Data extracted from a collection:
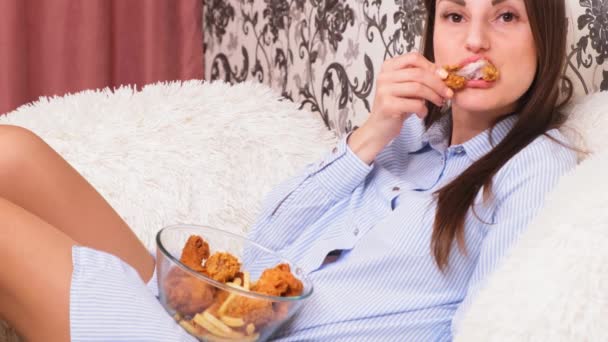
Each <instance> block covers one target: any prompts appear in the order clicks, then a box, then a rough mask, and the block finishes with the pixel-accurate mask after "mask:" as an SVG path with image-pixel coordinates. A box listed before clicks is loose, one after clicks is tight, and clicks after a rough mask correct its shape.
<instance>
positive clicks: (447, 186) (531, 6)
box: [422, 0, 572, 271]
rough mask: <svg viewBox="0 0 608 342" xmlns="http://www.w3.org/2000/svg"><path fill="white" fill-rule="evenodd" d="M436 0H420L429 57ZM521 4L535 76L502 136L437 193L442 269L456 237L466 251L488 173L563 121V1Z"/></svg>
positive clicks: (501, 165) (434, 113)
mask: <svg viewBox="0 0 608 342" xmlns="http://www.w3.org/2000/svg"><path fill="white" fill-rule="evenodd" d="M436 1H437V0H424V3H425V5H426V10H427V21H426V28H425V34H424V37H423V42H422V50H423V54H424V56H425V57H426V58H427V59H429V60H430V61H433V62H434V51H433V31H434V28H435V22H434V21H435V10H436V9H435V5H436ZM525 3H526V9H527V12H528V17H529V20H530V26H531V29H532V33H533V36H534V41H535V45H536V51H537V56H538V67H537V71H536V75H535V78H534V81H533V82H532V85H531V86H530V88H529V89H528V91H527V92H526V93H525V94H524V95H523V96H522V97H521V98H520V99H519V101H518V106H517V108H516V112H517V113H518V120H517V121H516V123H515V125H514V126H513V128H512V129H511V131H510V132H509V133H508V134H507V135H506V137H505V138H504V139H503V140H502V141H501V142H500V143H498V144H497V145H496V146H495V147H494V148H493V149H492V151H491V152H489V153H488V154H486V155H485V156H484V157H482V158H480V159H479V160H478V161H476V162H475V163H474V164H473V165H471V166H470V167H469V168H468V169H466V170H465V171H464V172H463V173H462V174H460V175H459V176H458V177H457V178H456V179H454V180H453V181H452V182H450V183H449V184H448V185H446V186H444V187H443V188H441V189H440V190H438V191H437V192H436V193H435V196H436V200H437V212H436V214H435V223H434V227H433V235H432V240H431V250H432V251H433V254H434V257H435V262H436V263H437V266H438V267H439V268H440V269H441V270H442V271H445V269H446V268H447V266H448V259H449V255H450V250H451V247H452V243H453V241H454V240H456V242H457V244H458V248H459V249H460V250H461V251H462V252H463V253H466V247H465V241H464V224H465V219H466V215H467V212H468V210H469V208H472V206H473V201H474V200H475V197H476V196H477V194H478V193H479V191H481V189H483V195H484V199H488V198H489V194H490V193H491V188H492V178H493V177H494V175H495V174H496V173H497V172H498V170H499V169H500V168H501V167H502V166H503V165H505V163H507V161H509V159H511V157H513V156H514V155H515V154H517V153H518V152H519V151H521V150H522V149H523V148H524V147H526V146H527V145H528V144H530V143H531V142H532V141H533V140H534V139H536V138H537V137H539V136H540V135H543V134H545V133H546V132H547V131H548V130H550V129H552V128H557V127H559V126H561V125H562V123H563V122H564V121H565V115H563V114H562V112H561V111H560V109H561V108H562V106H563V105H565V104H566V103H567V102H568V101H569V99H570V97H571V96H572V91H571V90H570V93H568V94H566V95H565V99H564V100H563V101H562V103H561V104H558V100H559V87H558V85H559V81H560V80H561V78H562V77H563V76H562V75H563V72H562V71H563V64H564V62H565V60H566V36H567V22H566V10H565V4H564V0H551V1H540V0H525ZM568 89H571V87H568ZM442 115H444V114H442V113H441V111H440V109H439V108H438V107H436V106H434V105H433V104H429V114H428V116H427V117H426V119H425V124H426V127H427V129H428V128H429V127H430V126H431V125H432V124H433V123H435V122H436V121H437V120H439V119H440V118H441V116H442ZM503 119H505V117H502V118H499V119H498V120H497V121H496V122H495V123H494V125H496V124H497V123H498V122H500V121H501V120H503Z"/></svg>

**EXERCISE DESCRIPTION**
Please repeat the material word for word, beginning at the line that contains "rough mask: <svg" and stopping after the line that contains "positive clicks: (501, 165) (434, 113)".

**RESULT OF THIS EXERCISE**
rough mask: <svg viewBox="0 0 608 342" xmlns="http://www.w3.org/2000/svg"><path fill="white" fill-rule="evenodd" d="M436 0H420L429 57ZM521 4L535 76L502 136L437 193L442 269L456 237L466 251L488 173L563 121V1Z"/></svg>
positive clicks: (501, 165) (434, 113)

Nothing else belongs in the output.